_INSTRUCTIONS FOR THE TASK_
Read the records below and copy each line that contains "positive".
- Opening Delimiter -
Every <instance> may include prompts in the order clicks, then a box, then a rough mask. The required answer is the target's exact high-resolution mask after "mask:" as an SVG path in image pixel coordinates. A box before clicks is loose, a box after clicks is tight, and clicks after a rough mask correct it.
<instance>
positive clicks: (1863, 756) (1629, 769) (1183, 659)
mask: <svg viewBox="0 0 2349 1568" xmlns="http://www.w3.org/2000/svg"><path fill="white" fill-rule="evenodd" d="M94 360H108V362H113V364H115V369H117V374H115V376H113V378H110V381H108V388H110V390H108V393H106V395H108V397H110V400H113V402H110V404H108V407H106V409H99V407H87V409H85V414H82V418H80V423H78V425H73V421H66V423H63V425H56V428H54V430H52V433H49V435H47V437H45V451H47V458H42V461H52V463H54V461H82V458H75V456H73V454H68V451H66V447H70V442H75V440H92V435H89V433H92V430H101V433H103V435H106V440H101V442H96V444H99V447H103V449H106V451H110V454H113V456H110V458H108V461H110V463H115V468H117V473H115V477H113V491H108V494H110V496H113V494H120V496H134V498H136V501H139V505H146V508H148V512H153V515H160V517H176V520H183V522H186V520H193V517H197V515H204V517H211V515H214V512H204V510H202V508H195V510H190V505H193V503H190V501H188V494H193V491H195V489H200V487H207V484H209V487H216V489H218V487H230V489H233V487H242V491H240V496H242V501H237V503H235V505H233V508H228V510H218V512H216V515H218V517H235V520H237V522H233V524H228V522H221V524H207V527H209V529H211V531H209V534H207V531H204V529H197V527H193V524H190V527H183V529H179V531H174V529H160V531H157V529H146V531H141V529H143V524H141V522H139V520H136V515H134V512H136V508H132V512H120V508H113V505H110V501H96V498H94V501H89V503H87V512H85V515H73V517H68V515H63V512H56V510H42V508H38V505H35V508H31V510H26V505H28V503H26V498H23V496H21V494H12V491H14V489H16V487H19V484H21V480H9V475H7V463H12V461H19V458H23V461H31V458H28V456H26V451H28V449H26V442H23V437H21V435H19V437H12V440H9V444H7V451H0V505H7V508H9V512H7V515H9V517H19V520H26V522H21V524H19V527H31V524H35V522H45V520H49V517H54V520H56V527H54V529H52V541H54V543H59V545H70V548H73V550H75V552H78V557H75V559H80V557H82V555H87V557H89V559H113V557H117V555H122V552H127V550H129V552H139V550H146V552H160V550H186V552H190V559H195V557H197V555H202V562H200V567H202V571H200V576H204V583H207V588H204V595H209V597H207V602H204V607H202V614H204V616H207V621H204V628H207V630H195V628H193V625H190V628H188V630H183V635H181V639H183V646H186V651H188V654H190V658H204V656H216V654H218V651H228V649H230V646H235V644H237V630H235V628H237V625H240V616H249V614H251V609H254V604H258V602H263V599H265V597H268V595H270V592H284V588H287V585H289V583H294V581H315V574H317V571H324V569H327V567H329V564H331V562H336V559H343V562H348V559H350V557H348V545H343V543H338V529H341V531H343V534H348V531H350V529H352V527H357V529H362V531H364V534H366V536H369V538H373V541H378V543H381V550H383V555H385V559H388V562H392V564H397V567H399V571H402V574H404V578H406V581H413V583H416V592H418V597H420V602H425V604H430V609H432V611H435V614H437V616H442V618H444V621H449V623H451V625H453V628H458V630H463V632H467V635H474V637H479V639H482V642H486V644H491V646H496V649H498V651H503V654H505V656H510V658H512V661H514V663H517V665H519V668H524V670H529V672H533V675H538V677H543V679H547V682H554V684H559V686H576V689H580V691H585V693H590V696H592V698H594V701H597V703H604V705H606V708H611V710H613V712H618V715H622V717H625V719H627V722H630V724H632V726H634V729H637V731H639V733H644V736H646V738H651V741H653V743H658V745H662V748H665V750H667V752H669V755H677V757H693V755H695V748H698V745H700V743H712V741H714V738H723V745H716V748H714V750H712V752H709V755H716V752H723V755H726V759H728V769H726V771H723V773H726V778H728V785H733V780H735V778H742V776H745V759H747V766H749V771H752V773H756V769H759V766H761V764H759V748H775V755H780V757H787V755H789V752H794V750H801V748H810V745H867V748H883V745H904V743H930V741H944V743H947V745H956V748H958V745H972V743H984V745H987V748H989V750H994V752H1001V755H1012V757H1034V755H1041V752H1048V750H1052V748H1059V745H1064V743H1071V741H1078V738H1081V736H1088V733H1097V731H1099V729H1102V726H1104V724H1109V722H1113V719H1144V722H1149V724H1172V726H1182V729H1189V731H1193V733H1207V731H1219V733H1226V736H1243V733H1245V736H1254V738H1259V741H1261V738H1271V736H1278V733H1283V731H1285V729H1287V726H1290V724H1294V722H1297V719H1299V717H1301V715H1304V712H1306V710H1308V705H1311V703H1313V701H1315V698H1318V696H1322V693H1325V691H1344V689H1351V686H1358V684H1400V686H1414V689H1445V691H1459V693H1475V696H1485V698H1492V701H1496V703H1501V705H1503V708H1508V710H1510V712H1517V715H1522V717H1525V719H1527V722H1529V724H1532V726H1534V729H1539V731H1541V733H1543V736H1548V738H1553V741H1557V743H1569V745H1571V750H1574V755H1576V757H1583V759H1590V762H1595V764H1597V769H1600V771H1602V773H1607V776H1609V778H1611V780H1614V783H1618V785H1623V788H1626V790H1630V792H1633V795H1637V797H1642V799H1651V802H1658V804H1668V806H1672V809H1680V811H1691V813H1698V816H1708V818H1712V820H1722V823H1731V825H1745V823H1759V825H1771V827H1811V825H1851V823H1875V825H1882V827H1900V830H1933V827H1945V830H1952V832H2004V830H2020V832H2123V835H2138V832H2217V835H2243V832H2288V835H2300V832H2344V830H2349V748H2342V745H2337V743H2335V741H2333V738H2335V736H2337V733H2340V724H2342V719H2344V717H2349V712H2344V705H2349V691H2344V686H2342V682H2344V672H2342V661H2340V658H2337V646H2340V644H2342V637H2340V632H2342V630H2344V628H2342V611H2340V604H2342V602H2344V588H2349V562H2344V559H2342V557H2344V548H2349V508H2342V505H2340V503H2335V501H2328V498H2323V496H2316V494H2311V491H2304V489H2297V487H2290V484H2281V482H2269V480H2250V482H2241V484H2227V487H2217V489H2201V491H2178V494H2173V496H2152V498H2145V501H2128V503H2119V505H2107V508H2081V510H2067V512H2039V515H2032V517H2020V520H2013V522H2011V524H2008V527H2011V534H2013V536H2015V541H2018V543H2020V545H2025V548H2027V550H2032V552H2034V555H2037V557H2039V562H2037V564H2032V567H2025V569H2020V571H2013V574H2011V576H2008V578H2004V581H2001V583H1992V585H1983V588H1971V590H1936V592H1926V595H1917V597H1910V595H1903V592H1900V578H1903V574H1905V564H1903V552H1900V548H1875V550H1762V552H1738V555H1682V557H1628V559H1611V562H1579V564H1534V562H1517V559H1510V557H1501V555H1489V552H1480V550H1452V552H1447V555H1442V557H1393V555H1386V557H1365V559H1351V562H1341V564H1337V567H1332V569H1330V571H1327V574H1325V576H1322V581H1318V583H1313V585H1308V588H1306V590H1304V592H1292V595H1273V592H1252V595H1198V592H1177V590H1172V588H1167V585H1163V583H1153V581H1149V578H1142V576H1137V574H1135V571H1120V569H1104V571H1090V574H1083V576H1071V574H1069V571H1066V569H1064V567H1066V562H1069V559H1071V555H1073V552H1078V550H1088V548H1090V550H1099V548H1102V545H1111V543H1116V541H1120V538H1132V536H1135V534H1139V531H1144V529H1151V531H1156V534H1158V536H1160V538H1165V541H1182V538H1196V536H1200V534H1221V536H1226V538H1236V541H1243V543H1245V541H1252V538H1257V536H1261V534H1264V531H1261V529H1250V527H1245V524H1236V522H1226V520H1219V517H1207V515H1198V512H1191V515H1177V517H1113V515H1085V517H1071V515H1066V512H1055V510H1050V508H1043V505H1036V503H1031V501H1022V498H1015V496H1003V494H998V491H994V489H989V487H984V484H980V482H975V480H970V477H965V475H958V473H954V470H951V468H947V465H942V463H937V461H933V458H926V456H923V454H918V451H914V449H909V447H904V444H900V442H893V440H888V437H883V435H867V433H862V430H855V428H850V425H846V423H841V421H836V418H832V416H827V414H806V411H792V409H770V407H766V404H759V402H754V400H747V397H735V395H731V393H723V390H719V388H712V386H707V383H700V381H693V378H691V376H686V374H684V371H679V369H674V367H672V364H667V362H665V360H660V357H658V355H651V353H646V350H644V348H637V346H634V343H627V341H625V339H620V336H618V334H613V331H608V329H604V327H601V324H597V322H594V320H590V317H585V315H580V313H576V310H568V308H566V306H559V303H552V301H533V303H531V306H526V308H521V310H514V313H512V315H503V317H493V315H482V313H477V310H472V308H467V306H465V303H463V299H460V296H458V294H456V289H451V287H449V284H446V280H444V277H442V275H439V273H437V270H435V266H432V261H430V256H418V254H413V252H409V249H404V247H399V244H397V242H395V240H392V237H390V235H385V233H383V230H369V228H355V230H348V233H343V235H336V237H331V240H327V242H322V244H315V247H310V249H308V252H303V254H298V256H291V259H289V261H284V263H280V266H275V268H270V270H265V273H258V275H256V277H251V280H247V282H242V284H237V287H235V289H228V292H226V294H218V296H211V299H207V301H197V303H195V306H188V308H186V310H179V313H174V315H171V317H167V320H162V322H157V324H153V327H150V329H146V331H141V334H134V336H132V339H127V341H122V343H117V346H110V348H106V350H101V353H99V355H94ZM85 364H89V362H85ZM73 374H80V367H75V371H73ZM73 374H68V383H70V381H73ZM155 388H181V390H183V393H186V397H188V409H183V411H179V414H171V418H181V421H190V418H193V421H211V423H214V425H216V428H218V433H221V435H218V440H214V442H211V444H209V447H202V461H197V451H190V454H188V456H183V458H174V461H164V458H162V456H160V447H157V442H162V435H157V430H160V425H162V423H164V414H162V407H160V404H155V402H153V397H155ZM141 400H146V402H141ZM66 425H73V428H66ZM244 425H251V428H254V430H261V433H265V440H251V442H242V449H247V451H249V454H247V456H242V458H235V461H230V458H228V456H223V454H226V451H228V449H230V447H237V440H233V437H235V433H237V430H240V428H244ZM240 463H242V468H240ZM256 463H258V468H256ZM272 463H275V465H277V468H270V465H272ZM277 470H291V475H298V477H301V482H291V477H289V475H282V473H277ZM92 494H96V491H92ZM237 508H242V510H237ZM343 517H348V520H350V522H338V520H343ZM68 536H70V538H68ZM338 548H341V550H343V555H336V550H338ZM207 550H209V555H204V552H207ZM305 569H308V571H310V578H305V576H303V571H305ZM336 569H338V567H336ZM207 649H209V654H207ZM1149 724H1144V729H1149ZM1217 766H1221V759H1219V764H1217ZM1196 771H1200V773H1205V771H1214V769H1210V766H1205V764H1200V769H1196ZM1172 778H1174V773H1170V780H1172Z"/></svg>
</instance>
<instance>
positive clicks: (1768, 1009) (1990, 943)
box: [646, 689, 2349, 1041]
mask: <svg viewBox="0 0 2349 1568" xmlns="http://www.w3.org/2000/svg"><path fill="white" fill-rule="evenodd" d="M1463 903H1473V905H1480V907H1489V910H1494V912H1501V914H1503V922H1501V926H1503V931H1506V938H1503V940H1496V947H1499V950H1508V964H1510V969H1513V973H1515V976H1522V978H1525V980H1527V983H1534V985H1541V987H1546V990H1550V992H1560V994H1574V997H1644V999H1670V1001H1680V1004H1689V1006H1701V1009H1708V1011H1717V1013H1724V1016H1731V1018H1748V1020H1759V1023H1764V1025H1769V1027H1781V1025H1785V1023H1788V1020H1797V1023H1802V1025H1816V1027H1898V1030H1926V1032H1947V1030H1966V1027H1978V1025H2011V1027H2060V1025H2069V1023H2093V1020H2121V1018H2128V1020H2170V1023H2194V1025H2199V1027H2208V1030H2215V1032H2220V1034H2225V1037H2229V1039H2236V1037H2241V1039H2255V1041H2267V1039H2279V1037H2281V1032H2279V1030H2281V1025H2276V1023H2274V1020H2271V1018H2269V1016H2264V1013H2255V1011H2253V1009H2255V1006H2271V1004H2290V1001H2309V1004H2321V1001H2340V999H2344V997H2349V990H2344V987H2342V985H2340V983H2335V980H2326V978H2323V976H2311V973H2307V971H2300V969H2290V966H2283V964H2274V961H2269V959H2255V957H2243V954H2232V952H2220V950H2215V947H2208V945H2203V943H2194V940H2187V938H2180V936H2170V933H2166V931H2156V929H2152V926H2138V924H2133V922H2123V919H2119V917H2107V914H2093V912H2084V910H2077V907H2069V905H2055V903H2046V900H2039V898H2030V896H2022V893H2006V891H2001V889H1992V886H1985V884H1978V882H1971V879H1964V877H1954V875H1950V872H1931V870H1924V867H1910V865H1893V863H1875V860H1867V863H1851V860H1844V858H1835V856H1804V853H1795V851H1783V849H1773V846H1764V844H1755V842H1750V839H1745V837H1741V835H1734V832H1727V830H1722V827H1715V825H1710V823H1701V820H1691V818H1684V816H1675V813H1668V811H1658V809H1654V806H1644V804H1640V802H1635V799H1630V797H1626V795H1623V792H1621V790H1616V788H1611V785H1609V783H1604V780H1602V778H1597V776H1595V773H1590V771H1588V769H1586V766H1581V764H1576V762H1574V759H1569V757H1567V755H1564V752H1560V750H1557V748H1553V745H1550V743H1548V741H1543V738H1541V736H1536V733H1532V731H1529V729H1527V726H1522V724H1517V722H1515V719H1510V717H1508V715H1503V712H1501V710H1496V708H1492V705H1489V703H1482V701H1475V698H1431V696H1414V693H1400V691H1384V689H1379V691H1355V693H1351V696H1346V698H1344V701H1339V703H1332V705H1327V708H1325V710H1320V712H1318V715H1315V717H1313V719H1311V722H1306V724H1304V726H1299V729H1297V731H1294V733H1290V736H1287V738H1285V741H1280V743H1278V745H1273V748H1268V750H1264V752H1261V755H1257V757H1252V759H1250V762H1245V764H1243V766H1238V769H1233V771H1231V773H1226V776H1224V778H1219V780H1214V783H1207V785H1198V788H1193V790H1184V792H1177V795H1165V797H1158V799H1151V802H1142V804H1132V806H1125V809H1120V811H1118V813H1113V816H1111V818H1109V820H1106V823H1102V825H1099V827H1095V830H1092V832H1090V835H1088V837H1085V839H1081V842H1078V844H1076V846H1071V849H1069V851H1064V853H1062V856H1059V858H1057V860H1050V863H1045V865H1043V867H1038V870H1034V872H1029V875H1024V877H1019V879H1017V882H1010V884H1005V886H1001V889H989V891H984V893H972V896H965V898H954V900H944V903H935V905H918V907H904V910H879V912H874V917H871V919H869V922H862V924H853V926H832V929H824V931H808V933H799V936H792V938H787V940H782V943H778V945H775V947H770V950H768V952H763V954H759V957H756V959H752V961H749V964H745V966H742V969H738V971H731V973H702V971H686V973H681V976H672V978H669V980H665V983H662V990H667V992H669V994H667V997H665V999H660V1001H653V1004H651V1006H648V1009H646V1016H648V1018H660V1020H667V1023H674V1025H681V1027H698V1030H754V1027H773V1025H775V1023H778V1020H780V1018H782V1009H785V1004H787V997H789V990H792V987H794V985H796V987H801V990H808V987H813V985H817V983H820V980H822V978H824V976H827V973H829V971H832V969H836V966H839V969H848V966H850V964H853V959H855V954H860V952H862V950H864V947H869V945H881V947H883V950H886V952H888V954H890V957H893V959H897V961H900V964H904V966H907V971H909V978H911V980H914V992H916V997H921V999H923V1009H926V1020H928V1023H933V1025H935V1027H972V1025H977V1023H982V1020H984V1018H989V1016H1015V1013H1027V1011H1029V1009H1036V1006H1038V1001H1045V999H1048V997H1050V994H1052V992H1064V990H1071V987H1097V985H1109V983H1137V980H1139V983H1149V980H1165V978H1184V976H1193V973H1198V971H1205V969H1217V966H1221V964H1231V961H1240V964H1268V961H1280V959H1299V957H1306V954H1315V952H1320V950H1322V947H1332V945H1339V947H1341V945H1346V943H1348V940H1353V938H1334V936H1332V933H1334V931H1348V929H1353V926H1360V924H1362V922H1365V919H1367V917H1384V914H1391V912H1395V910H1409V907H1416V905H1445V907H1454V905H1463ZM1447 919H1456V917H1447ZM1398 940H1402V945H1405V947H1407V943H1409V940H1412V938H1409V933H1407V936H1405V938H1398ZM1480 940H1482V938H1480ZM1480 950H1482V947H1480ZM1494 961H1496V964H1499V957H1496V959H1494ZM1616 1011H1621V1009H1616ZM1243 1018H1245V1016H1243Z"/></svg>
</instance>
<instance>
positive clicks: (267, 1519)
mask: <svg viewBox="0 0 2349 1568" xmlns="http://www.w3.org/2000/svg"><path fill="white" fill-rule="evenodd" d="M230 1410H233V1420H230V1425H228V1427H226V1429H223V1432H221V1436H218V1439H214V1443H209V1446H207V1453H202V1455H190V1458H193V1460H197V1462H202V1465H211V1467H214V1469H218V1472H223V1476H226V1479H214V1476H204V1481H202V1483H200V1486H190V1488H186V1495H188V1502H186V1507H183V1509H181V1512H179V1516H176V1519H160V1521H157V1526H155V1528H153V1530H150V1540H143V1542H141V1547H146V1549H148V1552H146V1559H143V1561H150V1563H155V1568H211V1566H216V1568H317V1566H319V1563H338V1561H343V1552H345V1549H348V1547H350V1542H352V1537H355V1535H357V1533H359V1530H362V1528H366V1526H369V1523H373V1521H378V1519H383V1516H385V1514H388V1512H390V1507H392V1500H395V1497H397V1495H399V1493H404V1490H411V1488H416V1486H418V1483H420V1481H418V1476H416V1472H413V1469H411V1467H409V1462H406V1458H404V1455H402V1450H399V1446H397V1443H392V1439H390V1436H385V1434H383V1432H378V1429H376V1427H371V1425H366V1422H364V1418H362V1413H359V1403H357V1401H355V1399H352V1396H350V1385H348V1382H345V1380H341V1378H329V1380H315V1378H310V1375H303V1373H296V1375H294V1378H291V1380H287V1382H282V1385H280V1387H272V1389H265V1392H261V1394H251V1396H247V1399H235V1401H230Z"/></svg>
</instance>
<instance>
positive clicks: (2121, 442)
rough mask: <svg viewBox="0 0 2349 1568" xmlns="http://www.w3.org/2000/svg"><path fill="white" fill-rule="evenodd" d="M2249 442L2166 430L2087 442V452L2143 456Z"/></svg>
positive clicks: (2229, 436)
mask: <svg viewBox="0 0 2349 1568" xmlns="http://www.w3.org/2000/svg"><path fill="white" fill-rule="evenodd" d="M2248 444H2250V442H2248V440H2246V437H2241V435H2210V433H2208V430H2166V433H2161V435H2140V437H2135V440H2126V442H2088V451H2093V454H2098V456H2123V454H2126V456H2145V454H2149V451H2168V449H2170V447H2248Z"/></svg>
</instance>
- Closing Delimiter -
_WRITTEN REPLY_
positive clicks: (1863, 756) (1629, 769) (1183, 659)
positive clicks: (1768, 1009) (1990, 943)
positive clicks: (267, 1519)
positive clicks: (2121, 442)
positive clicks: (2229, 436)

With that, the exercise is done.